> [TEXTO DE LEITURA]

--- --- ---

TRÊS OBRAS SE DEBRUÇAM SOBRE A MÚSICA BRASILEIRA DESDE SUAS ORIGENS ATÉ O SÉCULO 21

CARLOS SANDRONI
ESPECIAL PARA A FOLHA

José Ramos Tinhorão é um verdadeiro "caso" nos estudos sobre música popular brasileira e, de certa forma, personagem dela, mais significativo que muitos compositores e intérpretes. Disse dele Caetano Veloso, em 1965: "Infelizmente, o único a colocar o assunto música popular brasileira em discussão".
Desde então, felizmente ou infelizmente, muitos outros o fizeram -e poucos com embasamento documental comparável. Fiz para o "Jornal do Brasil" uma resenha da primeira edição de "Os Sons dos Negros no Brasil", em 1988.
Nesse meio tempo devo tê-lo relido pelo menos duas vezes, nos primeiros dez anos para minhas pesquisas sobre samba e, nos dez anos seguintes, ao preparar aulas sobre MPB.
Afirmava ali: "Não precisamos ter vergonha de ler o Tinhorão". Naquele tempo, então, ainda podia parecer aos menos informados que a xenofobia era o ponto alto da sua obra. Hoje, citado à farta por todos os autores acadêmicos que se debruçam sobre os mesmos temas e, de quebra, portador de um mestrado em história pela USP, a riqueza de suas pesquisas é valorizada até por desafetos.
O que não significa que os mesmos desafetos, ou outros afetos, adiram por isso ao simplismo sociologizante de muitas de suas interpretações, nem muito menos à sua incompreensão da bossa nova e de muito do que se passou depois.

--- --- ---

> [DADOS FORNECIDOS]
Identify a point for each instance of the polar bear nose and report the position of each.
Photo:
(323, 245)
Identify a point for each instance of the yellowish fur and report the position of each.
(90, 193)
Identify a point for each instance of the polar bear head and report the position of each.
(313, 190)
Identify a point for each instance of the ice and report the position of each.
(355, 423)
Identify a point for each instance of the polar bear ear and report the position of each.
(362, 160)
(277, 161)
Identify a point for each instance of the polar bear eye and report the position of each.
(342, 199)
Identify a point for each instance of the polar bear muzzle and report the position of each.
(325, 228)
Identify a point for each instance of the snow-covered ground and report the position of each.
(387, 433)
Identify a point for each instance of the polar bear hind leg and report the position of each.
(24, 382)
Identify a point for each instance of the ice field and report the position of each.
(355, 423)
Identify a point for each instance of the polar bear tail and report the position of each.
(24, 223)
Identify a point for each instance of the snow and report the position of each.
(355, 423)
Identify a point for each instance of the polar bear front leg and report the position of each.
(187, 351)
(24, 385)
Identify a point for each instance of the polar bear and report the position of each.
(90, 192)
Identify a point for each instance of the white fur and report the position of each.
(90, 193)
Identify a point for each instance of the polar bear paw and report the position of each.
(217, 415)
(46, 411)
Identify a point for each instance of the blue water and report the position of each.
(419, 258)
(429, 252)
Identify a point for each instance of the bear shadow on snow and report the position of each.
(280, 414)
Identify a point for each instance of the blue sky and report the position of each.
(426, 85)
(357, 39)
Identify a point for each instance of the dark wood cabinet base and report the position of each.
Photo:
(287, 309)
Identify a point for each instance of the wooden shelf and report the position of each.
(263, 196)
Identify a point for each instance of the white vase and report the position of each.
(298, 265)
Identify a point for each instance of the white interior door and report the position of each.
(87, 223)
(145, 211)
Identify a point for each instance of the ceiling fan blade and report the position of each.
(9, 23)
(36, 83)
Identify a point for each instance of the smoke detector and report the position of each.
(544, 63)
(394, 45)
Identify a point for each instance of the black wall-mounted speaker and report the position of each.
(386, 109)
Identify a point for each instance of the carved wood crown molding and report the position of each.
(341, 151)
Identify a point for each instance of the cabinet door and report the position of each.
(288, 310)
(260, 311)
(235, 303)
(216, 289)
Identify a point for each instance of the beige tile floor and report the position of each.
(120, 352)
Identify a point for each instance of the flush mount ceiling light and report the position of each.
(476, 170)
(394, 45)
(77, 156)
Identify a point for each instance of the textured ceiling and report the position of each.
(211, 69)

--- --- ---

> [QUESTÕES]
#1 Responda com base no texto sobre Tinhorão:
(a) O que Caetano Veloso disse de Tinhorão em 1965?
(b) Para qual jornal e em que ano o autor resenhou a primeira edição de "Os Sons dos Negros no Brasil"?
(c) Que título acadêmico Tinhorão possui, e por qual instituição?
#2 Escreva a continuação do texto sobre Tinhorão, começando logo após a última frase.

> [RESPOSTAS]
#1
(a) "Infelizmente, o único a colocar o assunto música popular brasileira em discussão".
(b) Para o "Jornal do Brasil", em 1988.
(c) Um mestrado em história pela USP.

#2
Em 1988, "Os Sons dos Negros no Brasil" era uma novidade quase completa e, hoje, continua sendo uma leitura saborosa e informativa, sem equivalente em língua portuguesa.
A lamentar apenas que o autor não tenha procurado incorporar a esta nova edição parte dos dados provenientes dos últimos 20 anos de pesquisas universitárias sobre o escravismo no Atlântico Sul (particularmente ricas em informações sobre cultura, sobretudo em comparação com os 20 anos anteriores).
Embora tais pesquisas ainda não tenham dado à música todo o lugar que mereceria, elas trazem com freqüência, dispersas entre capítulos e entre linhas, informações sobre o tema (daquelas que Tinhorão tão bem sabe garimpar).

Comparação instrutiva
"Uma História da Música Popular Brasileira - Das Origens à Modernidade", de Jairo Severiano, teve como principal predecessor no ramo (embora de menor tamanho) justamente a "Pequena História da Música Popular", de Tinhorão (primeira edição em 1974), e a comparação é instrutiva.
Esta última era organizada em capítulos, por gênero ("Modinha", "Choro", "Samba" etc.), e dava bastante espaço para as interpretações e juízos críticos do autor. Severiano, ao contrário, faz um esforço (bem-sucedido) para ater-se ao estritamente factual (embora não consiga esconder alguma antipatia por certos aspectos do tropicalismo e, num dos raros arroubos do livro, chame o pagode romântico, de grupos como Só para Contrariar, de "contrafação").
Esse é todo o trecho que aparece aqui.